Segment Start: EXCERPT PROVIDED
And, of course, the template when instantiated for uint32_t produces the same optimal code as the original.

In meta-commentary, the addition of static_assert in C++11 is an awesome enhancement, which can be combined with std::enable_if for some neat template metaprogramming techniques that still produce comprehensible user diagnostics. The traits that provide implementation information on standard types are also a great enhancement for portable code. And the new using type alias capability makes things more readable than the equivalent typedef approach.

BTW: Somebody might suggest that the second argument be unsigned char b, since it’s reasonable to assume the shift count will be less than 256 for any integral type (though not necessarily for user-defined types). One reason not to do this is the classic argument that int is the native word size and there’s unlikely to be any benefit in using a smaller type. A second is more subtle and interesting:

- Per 4.5#1, a prvalue of type unsigned char can promote to a prvalue of type int if representation preconditions are satisfied.
- Per 5.3.1#8 the negation of an unsigned quantity is computed by subtracting its value from 2
^{n}where n is the number of bits in the promoted operand. The implication is that the negation of a signed quantity is computed by subtracting its value from zero. - While the representation of -1 in (for example) 16-bit 2’s complement is 0xFFFF, its representation in 16-bit 1’s complement is 0xFFFE and its representation in 16-bit sign-magnitude is 0x8001.

What this means is -mb&count_mask will not give you the right answer in a non-2’s-complement implementation if mb isn’t at least the same rank (4.13) as int. It also means that -mb does not produce the same value as 0-mb for all built-in integral types and processing environments.

Interesting stuff, IMO.
Segment End: EXCERPT PROVIDED
* _WORK INSTRUCTION 1_
From the C++ excerpt, list each number representation it names, along with the 16-bit value that representation gives for -1.
* _WORK INSTRUCTION 2_
Translate this sentence from the C++ excerpt into Spanish: "The traits that provide implementation information on standard types are also a great enhancement for portable code."
Segment Start: EXCERPTED RECORDS
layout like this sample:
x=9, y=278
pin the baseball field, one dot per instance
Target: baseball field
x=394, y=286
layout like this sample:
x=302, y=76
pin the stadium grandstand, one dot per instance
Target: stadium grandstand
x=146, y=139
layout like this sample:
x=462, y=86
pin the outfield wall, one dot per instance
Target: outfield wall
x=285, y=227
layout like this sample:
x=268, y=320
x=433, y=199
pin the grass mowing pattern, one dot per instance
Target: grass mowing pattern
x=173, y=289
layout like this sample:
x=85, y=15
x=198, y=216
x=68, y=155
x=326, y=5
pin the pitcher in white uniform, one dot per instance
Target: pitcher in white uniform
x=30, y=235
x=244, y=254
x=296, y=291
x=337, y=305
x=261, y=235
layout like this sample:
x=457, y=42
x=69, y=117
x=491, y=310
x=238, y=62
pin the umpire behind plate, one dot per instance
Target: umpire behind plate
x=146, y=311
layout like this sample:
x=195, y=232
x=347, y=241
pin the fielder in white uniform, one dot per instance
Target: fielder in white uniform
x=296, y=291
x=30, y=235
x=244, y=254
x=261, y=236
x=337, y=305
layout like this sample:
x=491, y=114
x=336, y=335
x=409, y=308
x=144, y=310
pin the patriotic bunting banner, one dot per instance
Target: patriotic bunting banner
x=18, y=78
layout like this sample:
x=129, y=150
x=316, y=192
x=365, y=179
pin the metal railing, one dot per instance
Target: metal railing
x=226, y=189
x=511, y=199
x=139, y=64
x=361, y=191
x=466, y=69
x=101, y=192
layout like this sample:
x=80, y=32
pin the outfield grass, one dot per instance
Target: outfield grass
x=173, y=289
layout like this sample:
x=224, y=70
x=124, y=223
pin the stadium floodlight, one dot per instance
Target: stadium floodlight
Segment End: EXCERPTED RECORDS
* _OUTPUT 1_
- 2's complement: 0xFFFF
- 1's complement: 0xFFFE
- Sign-magnitude: 0x8001

* _OUTPUT 2_
Los traits que proporcionan información de implementación sobre los tipos estándar también son una gran mejora para el código portable.